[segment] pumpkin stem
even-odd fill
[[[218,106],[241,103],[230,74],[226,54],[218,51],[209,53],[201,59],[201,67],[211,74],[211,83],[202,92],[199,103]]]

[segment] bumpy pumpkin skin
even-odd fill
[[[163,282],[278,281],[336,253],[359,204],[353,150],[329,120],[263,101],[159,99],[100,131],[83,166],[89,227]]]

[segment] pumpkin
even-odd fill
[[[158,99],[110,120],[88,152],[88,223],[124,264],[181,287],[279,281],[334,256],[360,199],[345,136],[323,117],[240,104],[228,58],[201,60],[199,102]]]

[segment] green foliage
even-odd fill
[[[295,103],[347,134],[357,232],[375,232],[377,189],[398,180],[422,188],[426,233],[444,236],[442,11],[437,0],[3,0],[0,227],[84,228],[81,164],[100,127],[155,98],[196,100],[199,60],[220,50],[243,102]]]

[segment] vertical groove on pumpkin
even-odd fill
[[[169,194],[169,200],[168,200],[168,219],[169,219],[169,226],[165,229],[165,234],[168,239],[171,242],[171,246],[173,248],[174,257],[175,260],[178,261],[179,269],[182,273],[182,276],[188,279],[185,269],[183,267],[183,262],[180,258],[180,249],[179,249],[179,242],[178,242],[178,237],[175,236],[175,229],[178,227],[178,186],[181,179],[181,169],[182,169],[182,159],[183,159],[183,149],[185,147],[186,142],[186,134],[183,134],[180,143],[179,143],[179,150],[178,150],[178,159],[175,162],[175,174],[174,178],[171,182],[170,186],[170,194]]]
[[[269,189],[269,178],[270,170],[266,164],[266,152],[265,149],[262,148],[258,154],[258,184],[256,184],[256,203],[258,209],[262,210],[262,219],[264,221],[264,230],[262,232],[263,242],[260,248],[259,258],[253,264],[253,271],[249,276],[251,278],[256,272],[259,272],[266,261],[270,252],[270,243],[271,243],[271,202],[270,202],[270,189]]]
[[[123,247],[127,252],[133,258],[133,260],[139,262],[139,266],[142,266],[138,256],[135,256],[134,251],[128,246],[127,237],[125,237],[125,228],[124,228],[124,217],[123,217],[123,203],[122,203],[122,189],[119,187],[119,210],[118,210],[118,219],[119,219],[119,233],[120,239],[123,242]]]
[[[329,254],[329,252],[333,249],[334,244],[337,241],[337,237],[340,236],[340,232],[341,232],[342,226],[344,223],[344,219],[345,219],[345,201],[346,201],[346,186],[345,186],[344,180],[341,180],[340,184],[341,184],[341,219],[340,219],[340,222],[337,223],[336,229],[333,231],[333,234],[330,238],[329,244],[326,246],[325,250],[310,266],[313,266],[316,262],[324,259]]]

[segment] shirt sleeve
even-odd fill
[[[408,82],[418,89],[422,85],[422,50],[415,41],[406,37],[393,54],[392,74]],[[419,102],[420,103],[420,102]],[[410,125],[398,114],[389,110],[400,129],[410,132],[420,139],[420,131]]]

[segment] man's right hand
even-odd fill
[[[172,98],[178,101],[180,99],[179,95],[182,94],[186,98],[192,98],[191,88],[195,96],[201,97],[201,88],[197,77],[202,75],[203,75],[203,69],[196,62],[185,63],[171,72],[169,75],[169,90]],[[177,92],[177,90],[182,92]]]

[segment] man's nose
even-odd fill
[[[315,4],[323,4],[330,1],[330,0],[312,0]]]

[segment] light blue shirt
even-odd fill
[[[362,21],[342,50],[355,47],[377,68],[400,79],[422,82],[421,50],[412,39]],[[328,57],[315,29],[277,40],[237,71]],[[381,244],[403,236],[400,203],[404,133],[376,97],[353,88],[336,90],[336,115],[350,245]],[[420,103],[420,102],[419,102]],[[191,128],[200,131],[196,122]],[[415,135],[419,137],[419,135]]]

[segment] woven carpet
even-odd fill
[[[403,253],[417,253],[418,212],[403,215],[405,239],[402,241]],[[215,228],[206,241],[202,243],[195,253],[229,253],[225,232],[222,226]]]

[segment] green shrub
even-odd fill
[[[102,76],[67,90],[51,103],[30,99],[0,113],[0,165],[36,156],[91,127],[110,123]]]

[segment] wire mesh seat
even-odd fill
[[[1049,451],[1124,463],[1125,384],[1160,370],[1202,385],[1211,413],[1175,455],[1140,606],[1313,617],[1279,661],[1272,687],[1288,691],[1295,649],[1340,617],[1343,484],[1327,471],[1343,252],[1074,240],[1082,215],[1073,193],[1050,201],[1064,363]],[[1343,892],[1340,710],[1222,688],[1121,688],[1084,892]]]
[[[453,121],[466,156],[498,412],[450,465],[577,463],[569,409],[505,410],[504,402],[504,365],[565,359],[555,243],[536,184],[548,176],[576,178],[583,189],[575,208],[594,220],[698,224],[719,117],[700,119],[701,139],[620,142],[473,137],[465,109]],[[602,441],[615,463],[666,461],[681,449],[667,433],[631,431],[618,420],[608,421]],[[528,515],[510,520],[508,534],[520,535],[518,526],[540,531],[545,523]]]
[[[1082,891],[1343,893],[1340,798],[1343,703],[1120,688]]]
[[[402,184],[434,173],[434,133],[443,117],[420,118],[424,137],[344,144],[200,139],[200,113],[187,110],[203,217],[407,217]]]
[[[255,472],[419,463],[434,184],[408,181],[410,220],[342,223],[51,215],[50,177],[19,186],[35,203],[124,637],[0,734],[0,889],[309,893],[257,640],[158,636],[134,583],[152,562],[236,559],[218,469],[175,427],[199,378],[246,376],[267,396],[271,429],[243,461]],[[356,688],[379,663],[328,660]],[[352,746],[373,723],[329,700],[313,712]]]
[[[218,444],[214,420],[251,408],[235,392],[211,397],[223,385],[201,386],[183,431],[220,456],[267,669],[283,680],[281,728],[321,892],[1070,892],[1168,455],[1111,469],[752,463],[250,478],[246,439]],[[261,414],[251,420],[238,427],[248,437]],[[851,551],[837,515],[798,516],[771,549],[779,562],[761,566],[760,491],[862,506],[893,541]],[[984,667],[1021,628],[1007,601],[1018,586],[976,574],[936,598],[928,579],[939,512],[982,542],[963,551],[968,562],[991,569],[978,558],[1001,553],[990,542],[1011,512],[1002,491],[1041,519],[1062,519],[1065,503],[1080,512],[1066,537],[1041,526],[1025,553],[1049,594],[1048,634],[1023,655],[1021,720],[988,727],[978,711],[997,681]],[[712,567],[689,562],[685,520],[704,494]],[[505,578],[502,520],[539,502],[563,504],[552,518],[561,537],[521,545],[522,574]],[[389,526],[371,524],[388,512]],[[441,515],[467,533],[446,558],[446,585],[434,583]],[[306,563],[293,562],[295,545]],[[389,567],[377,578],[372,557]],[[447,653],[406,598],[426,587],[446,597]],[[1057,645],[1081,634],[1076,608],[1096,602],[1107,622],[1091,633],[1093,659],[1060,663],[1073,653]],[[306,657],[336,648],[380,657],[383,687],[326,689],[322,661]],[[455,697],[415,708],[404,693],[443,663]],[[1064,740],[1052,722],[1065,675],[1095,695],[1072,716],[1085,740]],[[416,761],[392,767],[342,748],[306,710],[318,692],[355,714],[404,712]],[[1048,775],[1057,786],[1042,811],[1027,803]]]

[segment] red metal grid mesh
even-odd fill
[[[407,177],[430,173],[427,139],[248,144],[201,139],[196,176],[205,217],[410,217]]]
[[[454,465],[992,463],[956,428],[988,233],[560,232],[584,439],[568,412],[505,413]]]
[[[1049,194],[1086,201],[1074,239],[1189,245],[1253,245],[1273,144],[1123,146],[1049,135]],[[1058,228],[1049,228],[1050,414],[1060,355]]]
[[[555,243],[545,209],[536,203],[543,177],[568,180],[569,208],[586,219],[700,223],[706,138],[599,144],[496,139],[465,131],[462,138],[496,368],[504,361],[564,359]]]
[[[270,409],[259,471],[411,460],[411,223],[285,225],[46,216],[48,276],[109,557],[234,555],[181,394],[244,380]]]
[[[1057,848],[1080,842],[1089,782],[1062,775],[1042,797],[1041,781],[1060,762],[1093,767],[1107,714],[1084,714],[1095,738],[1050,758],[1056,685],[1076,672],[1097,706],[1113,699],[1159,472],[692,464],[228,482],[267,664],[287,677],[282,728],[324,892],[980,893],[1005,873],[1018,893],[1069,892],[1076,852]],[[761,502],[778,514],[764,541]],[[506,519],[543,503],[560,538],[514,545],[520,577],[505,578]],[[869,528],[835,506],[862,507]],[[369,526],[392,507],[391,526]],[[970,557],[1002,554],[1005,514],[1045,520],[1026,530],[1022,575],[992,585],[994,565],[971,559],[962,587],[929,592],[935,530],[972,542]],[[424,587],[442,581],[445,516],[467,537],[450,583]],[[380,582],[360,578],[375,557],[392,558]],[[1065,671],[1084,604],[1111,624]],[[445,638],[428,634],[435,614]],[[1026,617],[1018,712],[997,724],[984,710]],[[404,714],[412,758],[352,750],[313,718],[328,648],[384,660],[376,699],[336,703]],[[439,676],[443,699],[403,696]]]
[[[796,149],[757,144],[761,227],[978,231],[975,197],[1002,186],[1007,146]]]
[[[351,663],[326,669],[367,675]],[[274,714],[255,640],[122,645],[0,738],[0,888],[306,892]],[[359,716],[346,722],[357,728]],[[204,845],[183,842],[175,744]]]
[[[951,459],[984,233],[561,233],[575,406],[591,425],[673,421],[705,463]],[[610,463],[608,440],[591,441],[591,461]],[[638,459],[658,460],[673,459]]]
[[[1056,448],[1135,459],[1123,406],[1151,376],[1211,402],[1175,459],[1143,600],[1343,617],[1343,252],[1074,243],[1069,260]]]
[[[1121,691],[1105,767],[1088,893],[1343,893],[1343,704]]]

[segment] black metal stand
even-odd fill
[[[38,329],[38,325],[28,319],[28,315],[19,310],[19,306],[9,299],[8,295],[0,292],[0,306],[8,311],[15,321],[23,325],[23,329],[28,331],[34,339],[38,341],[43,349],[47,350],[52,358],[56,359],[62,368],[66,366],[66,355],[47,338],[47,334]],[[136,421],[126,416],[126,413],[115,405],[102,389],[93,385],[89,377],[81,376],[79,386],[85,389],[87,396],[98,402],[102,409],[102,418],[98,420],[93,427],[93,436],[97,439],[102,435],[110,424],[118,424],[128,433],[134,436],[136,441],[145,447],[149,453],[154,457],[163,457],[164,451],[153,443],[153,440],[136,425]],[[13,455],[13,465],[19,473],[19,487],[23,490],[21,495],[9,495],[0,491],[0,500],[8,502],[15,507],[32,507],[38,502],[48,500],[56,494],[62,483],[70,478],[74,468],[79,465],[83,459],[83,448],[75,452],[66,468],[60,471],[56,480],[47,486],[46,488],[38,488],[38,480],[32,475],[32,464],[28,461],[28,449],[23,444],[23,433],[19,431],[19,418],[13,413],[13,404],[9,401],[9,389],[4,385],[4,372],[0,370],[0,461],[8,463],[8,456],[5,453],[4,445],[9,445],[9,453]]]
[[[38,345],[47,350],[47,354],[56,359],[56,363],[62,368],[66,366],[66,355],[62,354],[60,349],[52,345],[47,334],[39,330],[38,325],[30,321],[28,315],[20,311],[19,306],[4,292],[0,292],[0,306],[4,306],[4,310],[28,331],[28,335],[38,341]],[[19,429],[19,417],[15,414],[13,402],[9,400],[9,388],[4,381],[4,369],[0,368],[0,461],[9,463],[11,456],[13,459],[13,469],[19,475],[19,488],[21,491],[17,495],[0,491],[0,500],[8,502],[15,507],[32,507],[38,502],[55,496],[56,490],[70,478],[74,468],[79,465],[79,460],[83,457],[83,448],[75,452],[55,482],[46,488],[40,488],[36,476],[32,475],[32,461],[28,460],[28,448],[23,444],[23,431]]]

******

Short exercise:
Count the lines of the records that contain the string "pumpkin", with case counting, and give only the number.

Written solution:
4